→ **GIVEN TASK**
Condense the paragraph of the left communism forum thread that begins "I would say that the critique" into a short bulleted list that keeps its main points.

→ **QUOTED TEXT**
● ● ● ● ●

17 years 11 months ago

In reply to by libcom.org

Submitted by mikail firtinaci on December 24, 2007

I would say that the critique of the masses' dependence on "leadership" in the labor movement is not something that grows out of the defeat of the revolutionary movement. It is central to Pannekoek's theory throughout his life. The pre-war debate around mass action with Kautsky brings it to the fore. This concept is also very clear in World Revolution and Communist Tactics, as in Gorter's Open Letter to Comrade Lenin. The definitive texts of early left communism are saturated with this theme.

I did not say otherwise. I just say fetishisation which was clearly in 30ise for GIK for instance... I think that by way of neglacting the role of party -which Dauve rightly criticise- this fetishistism become complete.

Mass action was never abandoned by communist left. What communist left do not do is counterposing mass action to the party.

So there is a tendency for left communists to falsify their own theoretical heritage in order to differentiate themselves from anarchism.

I don't think that is the case. I think you should clarify it more.

"pomo ideology"

post-structuralism sometimes smell terrible if you do not read it outside :D

dave c

17 years 11 months ago

In reply to by libcom.org

Submitted by dave c on December 25, 2007

Mikhail, perhaps I misunderstood your meaning. I interpreted this

But it becomes obscure in 20' Pannekoek and Gorter.

● ● ● ● ●

→ **GIVEN DATA**
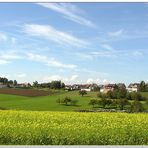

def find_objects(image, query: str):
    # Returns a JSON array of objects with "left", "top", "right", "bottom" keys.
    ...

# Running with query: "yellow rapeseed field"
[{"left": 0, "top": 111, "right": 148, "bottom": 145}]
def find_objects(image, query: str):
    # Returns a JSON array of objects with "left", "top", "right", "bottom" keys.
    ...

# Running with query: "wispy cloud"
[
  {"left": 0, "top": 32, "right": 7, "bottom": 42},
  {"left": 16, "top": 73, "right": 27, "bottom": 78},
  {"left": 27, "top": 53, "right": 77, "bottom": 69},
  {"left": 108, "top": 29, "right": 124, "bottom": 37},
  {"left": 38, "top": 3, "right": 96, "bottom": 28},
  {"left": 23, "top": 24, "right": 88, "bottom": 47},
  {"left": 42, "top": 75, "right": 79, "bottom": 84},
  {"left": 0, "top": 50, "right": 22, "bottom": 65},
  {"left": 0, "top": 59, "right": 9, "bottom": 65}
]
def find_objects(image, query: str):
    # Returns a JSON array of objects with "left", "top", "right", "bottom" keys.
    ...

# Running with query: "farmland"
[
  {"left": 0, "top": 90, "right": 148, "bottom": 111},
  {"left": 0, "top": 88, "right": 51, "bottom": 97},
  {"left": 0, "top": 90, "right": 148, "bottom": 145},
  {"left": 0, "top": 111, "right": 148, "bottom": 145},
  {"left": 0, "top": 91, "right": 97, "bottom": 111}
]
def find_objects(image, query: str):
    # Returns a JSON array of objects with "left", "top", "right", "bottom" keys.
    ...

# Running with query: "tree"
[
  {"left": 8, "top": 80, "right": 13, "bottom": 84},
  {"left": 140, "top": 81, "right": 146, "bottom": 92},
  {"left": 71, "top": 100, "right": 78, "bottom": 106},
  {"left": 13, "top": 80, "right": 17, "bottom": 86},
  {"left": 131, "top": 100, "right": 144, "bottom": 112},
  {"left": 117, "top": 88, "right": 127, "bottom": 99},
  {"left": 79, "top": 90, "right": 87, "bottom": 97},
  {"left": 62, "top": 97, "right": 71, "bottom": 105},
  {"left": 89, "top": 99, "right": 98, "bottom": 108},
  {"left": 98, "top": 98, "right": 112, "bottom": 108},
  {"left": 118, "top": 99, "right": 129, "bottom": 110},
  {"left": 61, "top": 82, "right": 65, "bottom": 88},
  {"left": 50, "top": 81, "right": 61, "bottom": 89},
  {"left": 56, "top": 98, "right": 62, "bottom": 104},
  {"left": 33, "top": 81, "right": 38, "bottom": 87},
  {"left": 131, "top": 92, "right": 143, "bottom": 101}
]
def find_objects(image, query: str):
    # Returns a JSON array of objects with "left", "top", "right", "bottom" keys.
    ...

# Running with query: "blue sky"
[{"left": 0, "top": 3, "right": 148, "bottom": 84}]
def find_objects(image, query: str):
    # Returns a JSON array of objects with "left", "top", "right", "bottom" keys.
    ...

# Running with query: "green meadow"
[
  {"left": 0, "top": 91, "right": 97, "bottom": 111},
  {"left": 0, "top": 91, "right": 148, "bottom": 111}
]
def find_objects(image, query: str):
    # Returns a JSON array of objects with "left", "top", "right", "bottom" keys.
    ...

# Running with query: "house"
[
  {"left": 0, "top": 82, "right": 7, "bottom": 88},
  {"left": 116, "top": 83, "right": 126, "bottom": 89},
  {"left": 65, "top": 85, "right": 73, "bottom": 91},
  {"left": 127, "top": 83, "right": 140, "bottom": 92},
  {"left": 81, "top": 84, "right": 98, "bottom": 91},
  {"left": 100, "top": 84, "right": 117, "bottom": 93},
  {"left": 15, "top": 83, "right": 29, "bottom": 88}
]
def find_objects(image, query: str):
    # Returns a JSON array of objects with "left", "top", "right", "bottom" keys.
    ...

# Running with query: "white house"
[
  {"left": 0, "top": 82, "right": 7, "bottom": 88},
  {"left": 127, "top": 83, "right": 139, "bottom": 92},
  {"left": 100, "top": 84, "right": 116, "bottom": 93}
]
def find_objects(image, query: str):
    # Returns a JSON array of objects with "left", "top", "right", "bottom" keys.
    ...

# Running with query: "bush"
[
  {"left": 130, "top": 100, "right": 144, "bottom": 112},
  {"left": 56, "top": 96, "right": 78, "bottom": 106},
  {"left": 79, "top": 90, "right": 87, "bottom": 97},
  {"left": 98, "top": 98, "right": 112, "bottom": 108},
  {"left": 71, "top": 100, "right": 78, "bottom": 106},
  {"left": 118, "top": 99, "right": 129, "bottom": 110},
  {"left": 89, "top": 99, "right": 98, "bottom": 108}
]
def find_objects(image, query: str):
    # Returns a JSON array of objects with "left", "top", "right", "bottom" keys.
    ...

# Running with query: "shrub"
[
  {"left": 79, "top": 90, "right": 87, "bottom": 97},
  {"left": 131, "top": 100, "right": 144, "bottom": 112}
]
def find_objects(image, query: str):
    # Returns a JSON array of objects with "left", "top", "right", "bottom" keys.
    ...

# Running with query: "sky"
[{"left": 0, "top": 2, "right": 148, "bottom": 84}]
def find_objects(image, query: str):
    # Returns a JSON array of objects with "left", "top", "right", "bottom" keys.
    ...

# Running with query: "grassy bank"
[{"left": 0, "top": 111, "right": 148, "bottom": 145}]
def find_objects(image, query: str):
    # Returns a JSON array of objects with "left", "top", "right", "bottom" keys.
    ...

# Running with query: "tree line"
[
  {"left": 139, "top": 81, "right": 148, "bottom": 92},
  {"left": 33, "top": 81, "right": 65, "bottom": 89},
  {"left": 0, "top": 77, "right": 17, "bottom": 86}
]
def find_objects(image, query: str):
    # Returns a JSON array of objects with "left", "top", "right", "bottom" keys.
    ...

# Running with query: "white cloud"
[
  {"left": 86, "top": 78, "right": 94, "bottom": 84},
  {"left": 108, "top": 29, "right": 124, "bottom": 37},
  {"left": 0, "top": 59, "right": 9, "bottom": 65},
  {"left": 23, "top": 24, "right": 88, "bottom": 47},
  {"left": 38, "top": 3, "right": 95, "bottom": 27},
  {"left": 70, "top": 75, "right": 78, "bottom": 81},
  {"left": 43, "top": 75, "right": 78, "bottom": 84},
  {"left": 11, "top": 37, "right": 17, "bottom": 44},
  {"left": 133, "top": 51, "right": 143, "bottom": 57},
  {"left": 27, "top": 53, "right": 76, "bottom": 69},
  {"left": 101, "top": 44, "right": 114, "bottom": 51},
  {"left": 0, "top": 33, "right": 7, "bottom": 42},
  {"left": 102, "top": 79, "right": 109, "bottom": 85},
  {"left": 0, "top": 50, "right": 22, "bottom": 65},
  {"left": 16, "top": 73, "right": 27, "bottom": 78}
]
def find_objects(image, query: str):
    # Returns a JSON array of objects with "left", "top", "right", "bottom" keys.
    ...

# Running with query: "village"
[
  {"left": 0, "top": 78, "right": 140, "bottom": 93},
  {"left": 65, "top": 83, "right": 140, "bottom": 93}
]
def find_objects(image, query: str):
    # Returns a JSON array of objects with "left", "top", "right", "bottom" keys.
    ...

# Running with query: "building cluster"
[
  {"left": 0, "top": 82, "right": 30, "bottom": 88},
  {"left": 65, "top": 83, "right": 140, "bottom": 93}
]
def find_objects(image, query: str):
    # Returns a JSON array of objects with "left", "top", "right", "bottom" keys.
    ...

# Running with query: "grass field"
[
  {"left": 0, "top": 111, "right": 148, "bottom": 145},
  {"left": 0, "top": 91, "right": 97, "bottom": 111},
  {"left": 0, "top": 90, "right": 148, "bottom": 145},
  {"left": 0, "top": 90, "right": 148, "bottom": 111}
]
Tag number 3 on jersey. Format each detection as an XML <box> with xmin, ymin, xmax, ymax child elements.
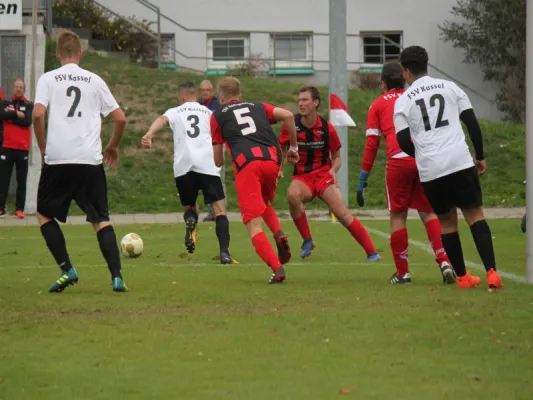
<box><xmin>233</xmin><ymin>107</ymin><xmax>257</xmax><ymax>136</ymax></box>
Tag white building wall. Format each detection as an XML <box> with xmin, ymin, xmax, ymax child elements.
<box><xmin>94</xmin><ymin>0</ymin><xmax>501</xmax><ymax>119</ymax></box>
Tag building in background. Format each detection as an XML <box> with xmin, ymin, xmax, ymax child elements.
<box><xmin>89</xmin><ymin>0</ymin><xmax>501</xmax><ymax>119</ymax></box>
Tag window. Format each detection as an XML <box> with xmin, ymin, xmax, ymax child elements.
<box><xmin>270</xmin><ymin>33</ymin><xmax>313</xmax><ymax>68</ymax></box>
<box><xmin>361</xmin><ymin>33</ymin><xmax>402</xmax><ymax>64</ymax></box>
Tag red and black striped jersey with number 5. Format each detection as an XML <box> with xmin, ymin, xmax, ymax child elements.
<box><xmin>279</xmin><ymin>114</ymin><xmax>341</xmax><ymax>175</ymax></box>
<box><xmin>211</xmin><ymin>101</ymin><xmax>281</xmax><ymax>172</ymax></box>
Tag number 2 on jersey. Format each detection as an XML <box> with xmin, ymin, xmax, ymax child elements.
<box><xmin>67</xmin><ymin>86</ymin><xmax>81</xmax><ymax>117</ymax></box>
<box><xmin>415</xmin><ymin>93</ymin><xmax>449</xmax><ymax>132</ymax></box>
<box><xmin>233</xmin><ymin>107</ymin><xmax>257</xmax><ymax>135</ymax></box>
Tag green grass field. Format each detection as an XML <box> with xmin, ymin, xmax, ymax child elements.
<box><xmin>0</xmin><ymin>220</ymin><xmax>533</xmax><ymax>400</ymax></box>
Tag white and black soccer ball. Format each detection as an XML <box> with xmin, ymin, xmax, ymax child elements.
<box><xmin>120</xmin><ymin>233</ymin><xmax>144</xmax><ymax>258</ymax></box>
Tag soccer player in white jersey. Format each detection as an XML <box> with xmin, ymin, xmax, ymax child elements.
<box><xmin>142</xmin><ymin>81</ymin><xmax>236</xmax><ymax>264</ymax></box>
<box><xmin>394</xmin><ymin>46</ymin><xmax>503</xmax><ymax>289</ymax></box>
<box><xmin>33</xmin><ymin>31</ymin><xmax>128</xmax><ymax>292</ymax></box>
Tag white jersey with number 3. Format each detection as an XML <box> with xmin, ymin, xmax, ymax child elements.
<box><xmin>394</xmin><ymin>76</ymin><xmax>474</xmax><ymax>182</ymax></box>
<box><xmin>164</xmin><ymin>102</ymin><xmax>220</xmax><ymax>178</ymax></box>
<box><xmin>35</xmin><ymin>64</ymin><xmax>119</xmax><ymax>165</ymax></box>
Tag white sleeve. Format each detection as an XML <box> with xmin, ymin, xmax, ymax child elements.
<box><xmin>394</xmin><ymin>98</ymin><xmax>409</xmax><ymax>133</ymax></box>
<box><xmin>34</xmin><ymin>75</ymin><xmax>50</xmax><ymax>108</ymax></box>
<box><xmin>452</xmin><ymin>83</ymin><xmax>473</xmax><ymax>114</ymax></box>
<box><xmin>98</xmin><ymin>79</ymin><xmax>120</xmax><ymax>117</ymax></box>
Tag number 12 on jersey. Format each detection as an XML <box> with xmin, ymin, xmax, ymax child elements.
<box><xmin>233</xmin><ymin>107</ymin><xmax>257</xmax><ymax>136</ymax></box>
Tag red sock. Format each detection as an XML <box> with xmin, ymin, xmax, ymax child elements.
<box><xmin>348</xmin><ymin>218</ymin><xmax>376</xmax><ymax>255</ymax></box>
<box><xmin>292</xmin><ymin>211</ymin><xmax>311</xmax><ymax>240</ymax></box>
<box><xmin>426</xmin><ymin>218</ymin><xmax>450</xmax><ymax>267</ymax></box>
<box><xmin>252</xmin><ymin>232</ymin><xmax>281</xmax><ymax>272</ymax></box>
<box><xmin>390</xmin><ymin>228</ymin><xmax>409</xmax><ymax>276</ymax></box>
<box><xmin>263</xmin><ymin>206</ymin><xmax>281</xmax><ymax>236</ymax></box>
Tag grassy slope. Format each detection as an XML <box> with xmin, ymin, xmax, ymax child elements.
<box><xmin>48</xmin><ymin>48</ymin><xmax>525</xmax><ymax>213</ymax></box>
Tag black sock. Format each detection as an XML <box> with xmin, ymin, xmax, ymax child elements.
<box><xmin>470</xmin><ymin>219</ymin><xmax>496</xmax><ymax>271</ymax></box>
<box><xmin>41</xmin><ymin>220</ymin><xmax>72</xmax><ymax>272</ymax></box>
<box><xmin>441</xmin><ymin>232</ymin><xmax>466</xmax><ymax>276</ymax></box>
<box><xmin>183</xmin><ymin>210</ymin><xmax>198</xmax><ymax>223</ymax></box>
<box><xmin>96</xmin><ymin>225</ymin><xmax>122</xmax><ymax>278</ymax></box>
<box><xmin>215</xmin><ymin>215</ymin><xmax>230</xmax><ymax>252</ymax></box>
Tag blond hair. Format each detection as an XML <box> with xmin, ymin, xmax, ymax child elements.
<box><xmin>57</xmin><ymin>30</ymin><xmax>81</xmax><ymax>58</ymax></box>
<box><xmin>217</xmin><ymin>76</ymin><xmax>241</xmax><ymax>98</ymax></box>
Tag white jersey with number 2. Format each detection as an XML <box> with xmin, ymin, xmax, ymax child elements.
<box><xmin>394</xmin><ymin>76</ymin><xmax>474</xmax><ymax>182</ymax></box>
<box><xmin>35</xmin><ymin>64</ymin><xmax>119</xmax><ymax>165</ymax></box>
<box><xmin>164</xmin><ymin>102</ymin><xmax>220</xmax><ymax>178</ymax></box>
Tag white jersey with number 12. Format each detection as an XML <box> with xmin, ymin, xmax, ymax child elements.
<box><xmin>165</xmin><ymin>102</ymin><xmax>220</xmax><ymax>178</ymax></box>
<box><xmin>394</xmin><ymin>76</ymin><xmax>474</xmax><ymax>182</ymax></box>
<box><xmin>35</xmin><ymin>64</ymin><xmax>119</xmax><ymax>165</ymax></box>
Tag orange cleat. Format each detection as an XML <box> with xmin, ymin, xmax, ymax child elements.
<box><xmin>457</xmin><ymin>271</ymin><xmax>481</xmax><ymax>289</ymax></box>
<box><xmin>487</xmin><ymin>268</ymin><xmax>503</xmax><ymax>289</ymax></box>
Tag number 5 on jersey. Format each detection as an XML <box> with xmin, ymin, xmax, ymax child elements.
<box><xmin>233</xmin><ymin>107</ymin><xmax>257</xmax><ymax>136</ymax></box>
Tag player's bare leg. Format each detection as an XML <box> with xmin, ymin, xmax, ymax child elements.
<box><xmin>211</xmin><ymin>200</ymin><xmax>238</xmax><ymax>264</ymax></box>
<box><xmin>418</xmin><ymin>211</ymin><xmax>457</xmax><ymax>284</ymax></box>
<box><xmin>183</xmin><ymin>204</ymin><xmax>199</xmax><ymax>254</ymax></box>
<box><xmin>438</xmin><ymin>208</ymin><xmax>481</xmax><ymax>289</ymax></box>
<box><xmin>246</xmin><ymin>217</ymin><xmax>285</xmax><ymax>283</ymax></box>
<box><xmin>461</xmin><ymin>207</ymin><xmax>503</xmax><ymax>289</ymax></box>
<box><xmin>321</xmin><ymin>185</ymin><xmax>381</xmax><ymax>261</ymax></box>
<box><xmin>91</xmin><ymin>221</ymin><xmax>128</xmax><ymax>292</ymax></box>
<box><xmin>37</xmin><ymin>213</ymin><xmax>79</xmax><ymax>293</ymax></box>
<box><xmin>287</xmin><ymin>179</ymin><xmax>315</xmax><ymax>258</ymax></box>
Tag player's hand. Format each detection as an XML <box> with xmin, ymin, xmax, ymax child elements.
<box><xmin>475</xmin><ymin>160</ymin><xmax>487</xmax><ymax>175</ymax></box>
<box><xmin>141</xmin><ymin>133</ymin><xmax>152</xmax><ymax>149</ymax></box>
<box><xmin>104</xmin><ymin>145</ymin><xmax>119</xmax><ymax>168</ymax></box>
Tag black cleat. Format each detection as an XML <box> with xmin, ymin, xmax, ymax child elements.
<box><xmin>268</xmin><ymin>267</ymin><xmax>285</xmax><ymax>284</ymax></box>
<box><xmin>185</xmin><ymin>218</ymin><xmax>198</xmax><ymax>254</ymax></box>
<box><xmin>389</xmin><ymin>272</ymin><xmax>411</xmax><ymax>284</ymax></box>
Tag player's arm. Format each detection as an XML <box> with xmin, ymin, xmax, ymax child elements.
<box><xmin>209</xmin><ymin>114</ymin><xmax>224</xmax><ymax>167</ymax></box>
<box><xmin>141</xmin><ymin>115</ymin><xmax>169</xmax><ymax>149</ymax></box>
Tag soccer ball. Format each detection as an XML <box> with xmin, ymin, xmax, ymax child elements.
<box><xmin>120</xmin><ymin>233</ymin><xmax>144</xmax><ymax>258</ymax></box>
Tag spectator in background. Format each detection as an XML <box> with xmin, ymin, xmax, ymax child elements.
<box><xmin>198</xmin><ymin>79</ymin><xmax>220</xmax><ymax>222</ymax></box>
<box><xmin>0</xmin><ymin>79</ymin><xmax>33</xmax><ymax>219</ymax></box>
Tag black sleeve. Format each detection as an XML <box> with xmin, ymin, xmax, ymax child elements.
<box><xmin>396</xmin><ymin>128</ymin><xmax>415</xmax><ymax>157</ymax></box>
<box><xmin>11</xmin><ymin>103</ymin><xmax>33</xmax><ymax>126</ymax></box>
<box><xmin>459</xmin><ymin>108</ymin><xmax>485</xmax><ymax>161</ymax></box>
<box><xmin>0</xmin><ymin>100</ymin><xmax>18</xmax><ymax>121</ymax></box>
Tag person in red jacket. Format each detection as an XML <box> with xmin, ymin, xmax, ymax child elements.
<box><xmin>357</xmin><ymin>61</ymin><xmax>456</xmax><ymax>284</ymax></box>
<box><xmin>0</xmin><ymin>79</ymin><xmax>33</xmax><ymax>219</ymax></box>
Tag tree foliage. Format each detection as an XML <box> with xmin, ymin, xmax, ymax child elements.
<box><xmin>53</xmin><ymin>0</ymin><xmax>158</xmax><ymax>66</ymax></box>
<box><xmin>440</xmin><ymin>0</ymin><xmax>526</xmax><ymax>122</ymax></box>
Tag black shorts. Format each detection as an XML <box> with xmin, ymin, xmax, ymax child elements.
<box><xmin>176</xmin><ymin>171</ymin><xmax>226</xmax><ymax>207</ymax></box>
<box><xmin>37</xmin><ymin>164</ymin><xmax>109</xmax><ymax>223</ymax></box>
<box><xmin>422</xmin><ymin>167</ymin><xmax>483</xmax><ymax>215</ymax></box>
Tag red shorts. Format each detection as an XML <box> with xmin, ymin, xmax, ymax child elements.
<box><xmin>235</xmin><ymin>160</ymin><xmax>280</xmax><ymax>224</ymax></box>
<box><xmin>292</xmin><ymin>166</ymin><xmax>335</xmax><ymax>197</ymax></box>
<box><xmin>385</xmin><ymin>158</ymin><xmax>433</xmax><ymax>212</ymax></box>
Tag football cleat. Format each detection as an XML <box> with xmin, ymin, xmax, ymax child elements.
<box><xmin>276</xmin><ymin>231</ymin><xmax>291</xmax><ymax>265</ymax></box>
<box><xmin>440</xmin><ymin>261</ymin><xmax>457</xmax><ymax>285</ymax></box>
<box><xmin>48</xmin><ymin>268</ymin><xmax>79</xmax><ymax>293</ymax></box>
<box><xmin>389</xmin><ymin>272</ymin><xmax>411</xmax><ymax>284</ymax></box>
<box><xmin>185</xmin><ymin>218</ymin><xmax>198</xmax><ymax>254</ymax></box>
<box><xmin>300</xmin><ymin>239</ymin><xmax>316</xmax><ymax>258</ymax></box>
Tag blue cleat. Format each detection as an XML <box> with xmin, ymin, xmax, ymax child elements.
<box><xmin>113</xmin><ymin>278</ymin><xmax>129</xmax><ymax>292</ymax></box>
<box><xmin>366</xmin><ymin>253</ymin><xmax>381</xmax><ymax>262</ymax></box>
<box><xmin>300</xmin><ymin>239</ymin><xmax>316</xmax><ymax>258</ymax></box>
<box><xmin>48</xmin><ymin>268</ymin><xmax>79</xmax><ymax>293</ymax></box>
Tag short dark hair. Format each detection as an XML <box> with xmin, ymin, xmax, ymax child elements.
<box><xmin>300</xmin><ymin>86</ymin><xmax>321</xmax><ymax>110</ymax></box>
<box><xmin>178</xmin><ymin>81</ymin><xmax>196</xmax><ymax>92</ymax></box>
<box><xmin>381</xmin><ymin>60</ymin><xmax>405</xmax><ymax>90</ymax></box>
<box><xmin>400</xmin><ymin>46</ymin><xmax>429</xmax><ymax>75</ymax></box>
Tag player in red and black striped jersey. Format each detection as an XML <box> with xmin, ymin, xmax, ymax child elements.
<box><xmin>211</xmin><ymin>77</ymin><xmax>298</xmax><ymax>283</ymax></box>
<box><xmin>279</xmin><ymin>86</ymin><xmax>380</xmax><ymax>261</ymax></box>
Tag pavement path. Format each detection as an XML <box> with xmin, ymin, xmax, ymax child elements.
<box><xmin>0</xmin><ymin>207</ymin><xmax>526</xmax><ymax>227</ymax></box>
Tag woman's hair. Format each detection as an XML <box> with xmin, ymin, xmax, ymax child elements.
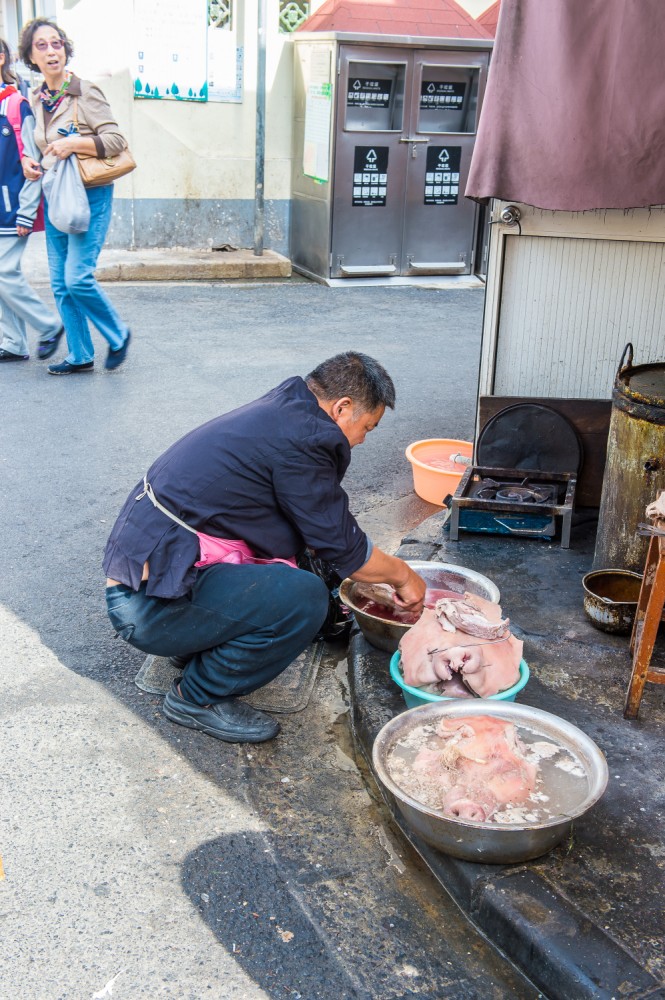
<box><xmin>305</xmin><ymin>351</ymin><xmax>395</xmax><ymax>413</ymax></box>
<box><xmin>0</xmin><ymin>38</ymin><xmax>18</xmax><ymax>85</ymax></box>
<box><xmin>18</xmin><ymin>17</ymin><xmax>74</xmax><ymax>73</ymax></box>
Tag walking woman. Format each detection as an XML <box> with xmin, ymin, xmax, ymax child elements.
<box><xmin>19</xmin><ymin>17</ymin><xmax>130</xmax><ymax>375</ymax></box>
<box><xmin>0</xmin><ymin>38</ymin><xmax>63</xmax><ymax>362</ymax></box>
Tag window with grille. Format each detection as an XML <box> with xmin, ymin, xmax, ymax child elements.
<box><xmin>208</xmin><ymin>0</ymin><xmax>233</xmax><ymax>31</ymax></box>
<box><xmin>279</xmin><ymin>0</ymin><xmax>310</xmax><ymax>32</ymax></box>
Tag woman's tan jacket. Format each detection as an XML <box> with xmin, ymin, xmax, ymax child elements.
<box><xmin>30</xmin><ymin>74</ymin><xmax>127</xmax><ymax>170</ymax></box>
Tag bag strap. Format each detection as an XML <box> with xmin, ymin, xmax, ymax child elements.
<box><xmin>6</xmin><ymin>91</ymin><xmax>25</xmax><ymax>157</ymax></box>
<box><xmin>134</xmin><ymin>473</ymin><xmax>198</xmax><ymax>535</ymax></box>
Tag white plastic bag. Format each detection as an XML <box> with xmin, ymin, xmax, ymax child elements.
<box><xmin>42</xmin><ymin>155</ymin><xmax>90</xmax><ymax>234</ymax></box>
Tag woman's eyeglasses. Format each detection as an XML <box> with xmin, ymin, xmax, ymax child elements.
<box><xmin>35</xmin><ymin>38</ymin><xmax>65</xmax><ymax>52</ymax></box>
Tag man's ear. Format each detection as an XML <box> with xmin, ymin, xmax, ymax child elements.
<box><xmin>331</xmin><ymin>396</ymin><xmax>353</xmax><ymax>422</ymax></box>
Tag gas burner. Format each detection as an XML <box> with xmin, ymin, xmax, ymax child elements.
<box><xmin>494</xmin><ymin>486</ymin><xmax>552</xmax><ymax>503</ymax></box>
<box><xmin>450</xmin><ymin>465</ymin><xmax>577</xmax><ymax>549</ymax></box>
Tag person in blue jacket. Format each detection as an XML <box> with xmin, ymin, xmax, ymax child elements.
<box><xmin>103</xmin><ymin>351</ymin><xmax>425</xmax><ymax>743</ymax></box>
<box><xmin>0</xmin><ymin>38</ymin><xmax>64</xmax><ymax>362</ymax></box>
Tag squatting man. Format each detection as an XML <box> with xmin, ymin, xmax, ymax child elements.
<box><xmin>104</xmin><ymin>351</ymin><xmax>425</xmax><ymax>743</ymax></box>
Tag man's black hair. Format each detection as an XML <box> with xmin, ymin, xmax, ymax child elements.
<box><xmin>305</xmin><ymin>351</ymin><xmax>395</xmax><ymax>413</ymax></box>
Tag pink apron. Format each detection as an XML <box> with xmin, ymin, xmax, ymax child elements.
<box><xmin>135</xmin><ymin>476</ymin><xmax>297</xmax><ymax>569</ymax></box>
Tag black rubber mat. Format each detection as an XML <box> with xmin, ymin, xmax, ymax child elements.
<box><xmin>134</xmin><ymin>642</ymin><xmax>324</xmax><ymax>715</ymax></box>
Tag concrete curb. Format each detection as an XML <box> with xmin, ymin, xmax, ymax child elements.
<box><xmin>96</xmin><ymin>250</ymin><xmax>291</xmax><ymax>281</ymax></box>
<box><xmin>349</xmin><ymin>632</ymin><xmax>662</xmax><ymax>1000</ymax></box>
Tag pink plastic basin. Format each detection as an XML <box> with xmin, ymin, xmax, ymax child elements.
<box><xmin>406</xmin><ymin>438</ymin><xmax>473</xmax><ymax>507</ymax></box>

● ● ● ● ●

→ **EXERCISE RESPONSE**
- The writer holds that the critique of the masses' dependence on "leadership" in the labor movement did not grow out of the revolutionary movement's defeat.
- It was central to Pannekoek's theory throughout his life.
- The pre-war debate with Kautsky around mass action brought it to the fore.
- It is also very clear in World Revolution and Communist Tactics and in Gorter's Open Letter to Comrade Lenin.
- The definitive texts of early left communism are saturated with this theme.